** start of PROVIDED RECORDS **

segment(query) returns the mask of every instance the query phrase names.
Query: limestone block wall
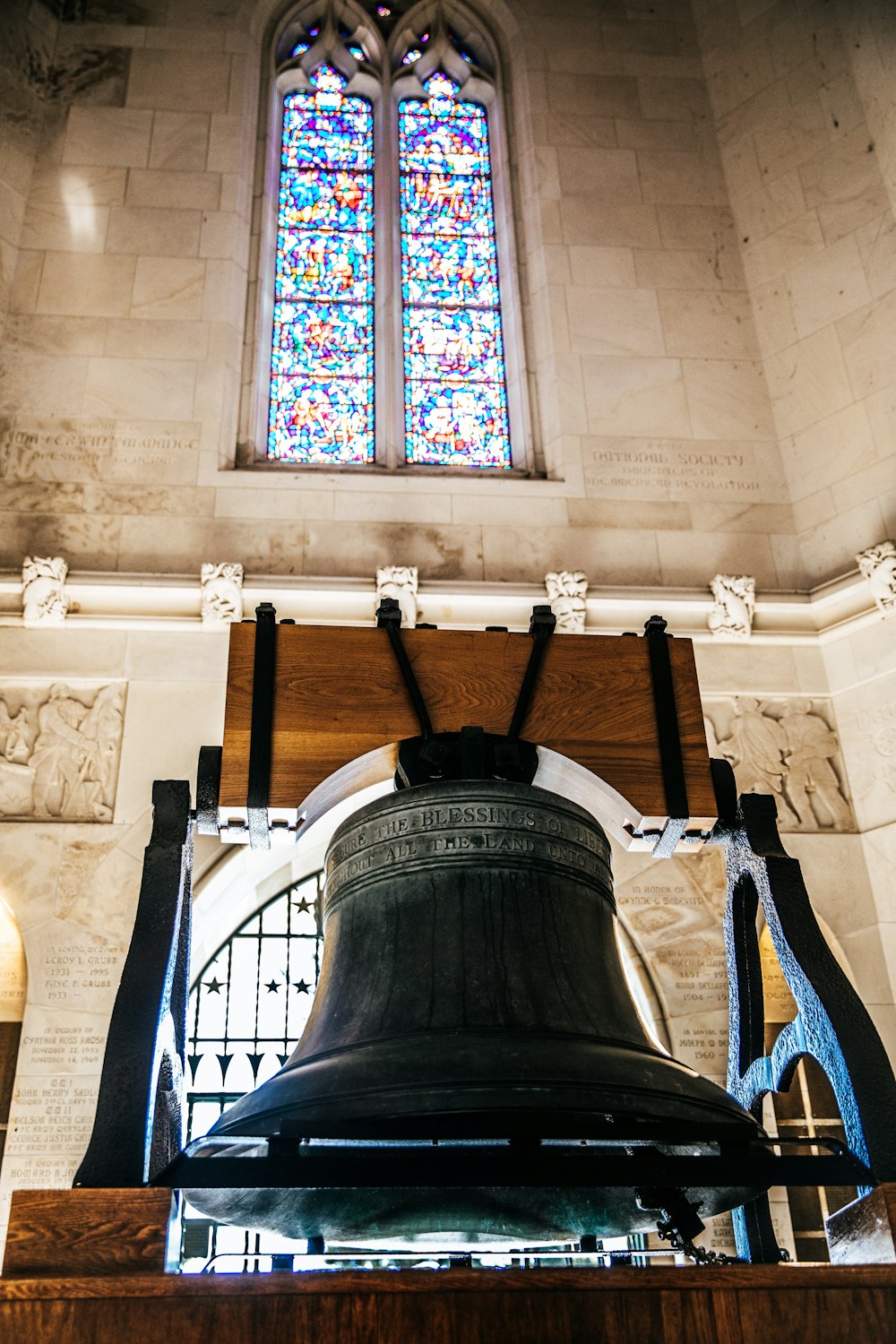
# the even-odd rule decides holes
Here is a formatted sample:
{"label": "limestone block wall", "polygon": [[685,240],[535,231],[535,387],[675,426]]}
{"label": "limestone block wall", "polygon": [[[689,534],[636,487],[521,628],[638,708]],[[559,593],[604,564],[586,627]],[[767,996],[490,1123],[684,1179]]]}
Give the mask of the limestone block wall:
{"label": "limestone block wall", "polygon": [[813,585],[896,523],[892,11],[696,0],[695,12]]}
{"label": "limestone block wall", "polygon": [[[275,8],[58,24],[69,82],[36,134],[0,387],[0,563],[798,586],[688,0],[482,5],[533,478],[244,465]],[[89,95],[69,78],[85,51],[107,71]]]}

** end of PROVIDED RECORDS **

▶ **GIVEN PROBLEM**
Format every line of the data above as a Markdown table with the columns Row and Line, numbering the rows and leaving out blank lines. Omit the pictures from the table.

▶ **TASK RESULT**
| Row | Line |
|---|---|
| 1 | segment(query) returns the mask of every instance the query phrase names. |
| 2 | Query: limestone block wall |
| 3 | # the even-odd rule decides holes |
| 4 | Here is a formatted sample: |
| 5 | {"label": "limestone block wall", "polygon": [[685,240],[535,231],[535,387],[675,426]]} |
| 6 | {"label": "limestone block wall", "polygon": [[[689,534],[636,487],[521,628],[638,708]],[[559,593],[604,564],[586,627]],[[767,996],[490,1123],[684,1179]]]} |
| 7 | Give the mask of the limestone block wall: |
| 8 | {"label": "limestone block wall", "polygon": [[813,585],[896,523],[892,11],[696,0],[695,12]]} |
| 9 | {"label": "limestone block wall", "polygon": [[[275,8],[58,24],[69,82],[36,134],[0,387],[0,563],[798,586],[688,0],[482,5],[533,478],[244,465]],[[89,95],[69,78],[85,51],[107,71]]]} |